Gib die Zeilen unten als Markdown-Tabelle mit den Spalten „Nr.“ und „Inhalt“ wieder und lass leere Zeilen weg.
___ Auszug der Zeilen ___
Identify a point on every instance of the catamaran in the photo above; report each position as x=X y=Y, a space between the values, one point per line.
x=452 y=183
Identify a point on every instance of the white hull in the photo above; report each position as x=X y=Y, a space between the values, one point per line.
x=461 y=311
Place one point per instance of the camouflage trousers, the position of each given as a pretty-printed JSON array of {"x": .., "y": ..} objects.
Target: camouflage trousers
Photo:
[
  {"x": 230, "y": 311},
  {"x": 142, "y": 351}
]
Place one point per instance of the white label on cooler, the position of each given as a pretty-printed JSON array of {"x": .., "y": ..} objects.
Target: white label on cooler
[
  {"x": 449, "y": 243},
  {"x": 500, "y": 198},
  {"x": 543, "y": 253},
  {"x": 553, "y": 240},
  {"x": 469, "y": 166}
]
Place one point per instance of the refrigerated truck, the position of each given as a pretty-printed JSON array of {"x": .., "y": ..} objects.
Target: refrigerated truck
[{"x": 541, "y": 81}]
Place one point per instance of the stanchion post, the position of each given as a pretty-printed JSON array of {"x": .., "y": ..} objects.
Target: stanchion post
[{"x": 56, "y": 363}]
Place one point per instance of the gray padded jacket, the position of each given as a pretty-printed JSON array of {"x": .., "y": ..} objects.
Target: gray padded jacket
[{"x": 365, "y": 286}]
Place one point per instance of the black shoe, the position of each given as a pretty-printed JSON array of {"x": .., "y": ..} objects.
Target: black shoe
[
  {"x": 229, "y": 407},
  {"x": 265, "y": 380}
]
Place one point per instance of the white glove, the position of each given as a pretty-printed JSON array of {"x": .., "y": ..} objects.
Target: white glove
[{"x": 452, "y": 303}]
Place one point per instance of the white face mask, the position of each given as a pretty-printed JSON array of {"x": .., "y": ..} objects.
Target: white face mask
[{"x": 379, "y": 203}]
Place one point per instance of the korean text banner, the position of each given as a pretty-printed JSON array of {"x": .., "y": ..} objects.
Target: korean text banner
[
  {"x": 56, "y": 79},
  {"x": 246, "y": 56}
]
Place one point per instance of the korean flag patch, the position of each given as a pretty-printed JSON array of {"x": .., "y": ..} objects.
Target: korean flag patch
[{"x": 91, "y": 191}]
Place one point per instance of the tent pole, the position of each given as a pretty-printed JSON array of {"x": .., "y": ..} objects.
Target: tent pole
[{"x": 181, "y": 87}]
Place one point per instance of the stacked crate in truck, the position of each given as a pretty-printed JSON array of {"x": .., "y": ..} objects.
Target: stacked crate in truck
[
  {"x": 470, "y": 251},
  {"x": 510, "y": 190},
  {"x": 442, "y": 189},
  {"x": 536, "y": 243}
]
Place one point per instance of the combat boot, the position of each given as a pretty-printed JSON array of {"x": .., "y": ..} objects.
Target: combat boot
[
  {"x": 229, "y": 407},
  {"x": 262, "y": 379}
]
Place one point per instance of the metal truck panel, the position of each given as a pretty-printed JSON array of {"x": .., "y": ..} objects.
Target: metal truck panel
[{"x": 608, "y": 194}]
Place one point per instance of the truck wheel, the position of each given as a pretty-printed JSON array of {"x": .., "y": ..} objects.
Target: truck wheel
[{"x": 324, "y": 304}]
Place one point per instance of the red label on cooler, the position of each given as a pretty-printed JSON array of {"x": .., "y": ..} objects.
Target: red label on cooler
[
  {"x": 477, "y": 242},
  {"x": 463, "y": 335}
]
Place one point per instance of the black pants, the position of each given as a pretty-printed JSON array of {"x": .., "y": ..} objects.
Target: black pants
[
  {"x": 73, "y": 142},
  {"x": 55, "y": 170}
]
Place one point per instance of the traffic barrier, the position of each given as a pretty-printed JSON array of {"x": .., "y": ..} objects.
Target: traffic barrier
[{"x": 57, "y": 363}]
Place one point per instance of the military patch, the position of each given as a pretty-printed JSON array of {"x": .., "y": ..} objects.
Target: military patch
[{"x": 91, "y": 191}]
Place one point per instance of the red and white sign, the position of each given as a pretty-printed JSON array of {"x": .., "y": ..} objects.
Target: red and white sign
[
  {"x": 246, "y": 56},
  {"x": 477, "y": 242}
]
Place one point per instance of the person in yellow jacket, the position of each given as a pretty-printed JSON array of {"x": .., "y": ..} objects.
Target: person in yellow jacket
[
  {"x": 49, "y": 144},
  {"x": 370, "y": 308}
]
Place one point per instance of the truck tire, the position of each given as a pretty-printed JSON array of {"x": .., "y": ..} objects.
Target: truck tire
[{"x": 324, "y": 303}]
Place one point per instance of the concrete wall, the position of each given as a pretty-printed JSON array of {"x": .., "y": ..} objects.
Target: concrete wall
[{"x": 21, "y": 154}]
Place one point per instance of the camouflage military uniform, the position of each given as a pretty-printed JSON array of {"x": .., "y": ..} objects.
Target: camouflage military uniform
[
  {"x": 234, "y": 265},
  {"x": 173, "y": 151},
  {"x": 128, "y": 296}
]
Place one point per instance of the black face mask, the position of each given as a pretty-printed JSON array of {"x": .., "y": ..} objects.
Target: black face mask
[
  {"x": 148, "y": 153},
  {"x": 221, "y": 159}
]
___
[Richtige Antwort]
| Nr. | Inhalt |
|---|---|
| 1 | Identify a point on every instance of the catamaran in the photo above; report each position as x=X y=Y, a space between the values, one point per line. |
| 2 | x=452 y=183 |
| 3 | Identify a point on every instance of the white hull in the photo above; report each position as x=X y=Y, a space between the values, one point per line. |
| 4 | x=461 y=311 |
| 5 | Place one point per instance of the camouflage trousers, the position of each given as a pretty-printed JSON array of {"x": .., "y": ..} objects. |
| 6 | Target: camouflage trousers |
| 7 | Photo: |
| 8 | [ |
| 9 |   {"x": 230, "y": 311}, |
| 10 |   {"x": 142, "y": 351} |
| 11 | ] |
| 12 | Place one point per instance of the white label on cooler, the position of each given as a pretty-printed JSON array of {"x": .., "y": ..} objects. |
| 13 | Target: white label on cooler |
| 14 | [ |
| 15 |   {"x": 449, "y": 243}, |
| 16 |   {"x": 500, "y": 198}, |
| 17 |   {"x": 543, "y": 253}, |
| 18 |   {"x": 553, "y": 240}, |
| 19 |   {"x": 469, "y": 166} |
| 20 | ] |
| 21 | Place one point per instance of the refrigerated truck, the position of each given as a pretty-printed JSON array of {"x": .., "y": ..} objects. |
| 22 | Target: refrigerated truck |
| 23 | [{"x": 541, "y": 81}] |
| 24 | Place one point per instance of the stanchion post, the position of each given as a pretty-printed JSON array of {"x": .., "y": ..} objects. |
| 25 | Target: stanchion post |
| 26 | [{"x": 56, "y": 363}] |
| 27 | Place one point per instance of the gray padded jacket, the position of each given as a pretty-printed JSON array of {"x": .., "y": ..} objects. |
| 28 | Target: gray padded jacket |
| 29 | [{"x": 365, "y": 286}] |
| 30 | Place one point per instance of the black shoe, the position of each given as a pretty-printed JSON array of {"x": .., "y": ..} objects. |
| 31 | Target: black shoe |
| 32 | [ |
| 33 |   {"x": 229, "y": 407}, |
| 34 |   {"x": 265, "y": 380} |
| 35 | ] |
| 36 | Place one point per instance of the white glove, the position of each given as a pretty-printed JSON array of {"x": .., "y": ..} objects. |
| 37 | Target: white glove |
| 38 | [{"x": 452, "y": 303}] |
| 39 | Place one point per instance of the white face mask, the position of each given as a pretty-printed JSON array of {"x": .., "y": ..} objects. |
| 40 | Target: white face mask |
| 41 | [{"x": 379, "y": 203}] |
| 42 | Place one point per instance of the korean text banner, the position of each given as a pretty-printed JSON array of {"x": .., "y": ..} objects. |
| 43 | Target: korean text banner |
| 44 | [ |
| 45 |   {"x": 56, "y": 79}, |
| 46 |   {"x": 246, "y": 56} |
| 47 | ] |
| 48 | Place one point per instance of the korean flag patch, the position of each given as a pretty-printed JSON array of {"x": .., "y": ..} objects. |
| 49 | Target: korean flag patch |
| 50 | [{"x": 91, "y": 191}] |
| 51 | Place one point per instance of the tent pole, the position of each given as a pretty-printed JSON array of {"x": .., "y": ..} objects. |
| 52 | Target: tent pole |
| 53 | [{"x": 181, "y": 87}] |
| 54 | Place one point per instance of the stacked crate in truck, the position of each given as a pretty-printed JSON array of {"x": .., "y": ..} objects. |
| 55 | Target: stacked crate in truck |
| 56 | [ |
| 57 |   {"x": 470, "y": 251}, |
| 58 |   {"x": 510, "y": 190}, |
| 59 |   {"x": 442, "y": 189}, |
| 60 |   {"x": 536, "y": 243} |
| 61 | ] |
| 62 | Place one point per instance of the combat boot, the position of each given as a pretty-printed JSON array of {"x": .., "y": ..} objects. |
| 63 | Target: combat boot |
| 64 | [ |
| 65 |   {"x": 229, "y": 407}, |
| 66 |   {"x": 262, "y": 379} |
| 67 | ] |
| 68 | Place one point per instance of the metal truck panel, the position of each given as a pretty-printed JSON array of {"x": .., "y": ..} objects. |
| 69 | Target: metal truck panel |
| 70 | [{"x": 608, "y": 194}] |
| 71 | Place one point per instance of the truck wheel, the position of each given as a pretty-printed JSON array of {"x": .., "y": ..} objects. |
| 72 | Target: truck wheel |
| 73 | [{"x": 324, "y": 304}] |
| 74 | Place one point per instance of the red label on cooler, the position of each given as a pretty-printed JSON array of {"x": .., "y": ..} objects. |
| 75 | Target: red label on cooler |
| 76 | [ |
| 77 |   {"x": 477, "y": 242}, |
| 78 |   {"x": 463, "y": 335} |
| 79 | ] |
| 80 | Place one point per instance of the black pants, the position of each given as a pretty-printed JSON array of {"x": .., "y": ..} objects. |
| 81 | Target: black pants |
| 82 | [ |
| 83 |   {"x": 73, "y": 142}, |
| 84 |   {"x": 55, "y": 170} |
| 85 | ] |
| 86 | Place one point per instance of the traffic barrier, the position of each given as a pretty-printed JSON array of {"x": .., "y": ..} objects. |
| 87 | Target: traffic barrier |
| 88 | [{"x": 57, "y": 363}] |
| 89 | Place one point per instance of the military patch, the position of each given as a pretty-printed JSON array of {"x": .., "y": ..} objects. |
| 90 | Target: military patch |
| 91 | [{"x": 91, "y": 191}] |
| 92 | Place one point per instance of the red and white sign, the position of each given as a pretty-printed JSON array of {"x": .., "y": ..} objects. |
| 93 | Target: red and white sign |
| 94 | [ |
| 95 |   {"x": 246, "y": 56}, |
| 96 |   {"x": 477, "y": 242} |
| 97 | ] |
| 98 | Place one point per instance of the person in yellow jacket, the position of each given as a pretty-printed JSON array of {"x": .., "y": ..} objects. |
| 99 | Target: person in yellow jacket |
| 100 | [ |
| 101 |   {"x": 49, "y": 144}, |
| 102 |   {"x": 370, "y": 308} |
| 103 | ] |
| 104 | Place one point per instance of the truck tire, the position of each given as a pretty-printed JSON array of {"x": .., "y": ..} objects. |
| 105 | Target: truck tire |
| 106 | [{"x": 324, "y": 303}] |
| 107 | Place one point per instance of the concrete wall, the position of each given as a pretty-printed JSON array of {"x": .., "y": ..} objects. |
| 108 | Target: concrete wall |
| 109 | [{"x": 21, "y": 154}] |
| 110 | Place one point per instance of the camouflage military uniform, the position of each given as a pretty-printed JSON array of {"x": .., "y": ..} objects. |
| 111 | Target: camouflage military uniform |
| 112 | [ |
| 113 |   {"x": 234, "y": 265}, |
| 114 |   {"x": 173, "y": 151}, |
| 115 |   {"x": 128, "y": 296} |
| 116 | ] |
| 117 | Place one point per instance of the black face mask, the position of each given as a pretty-printed JSON array of {"x": .., "y": ..} objects. |
| 118 | Target: black face mask |
| 119 | [ |
| 120 |   {"x": 148, "y": 153}, |
| 121 |   {"x": 221, "y": 159} |
| 122 | ] |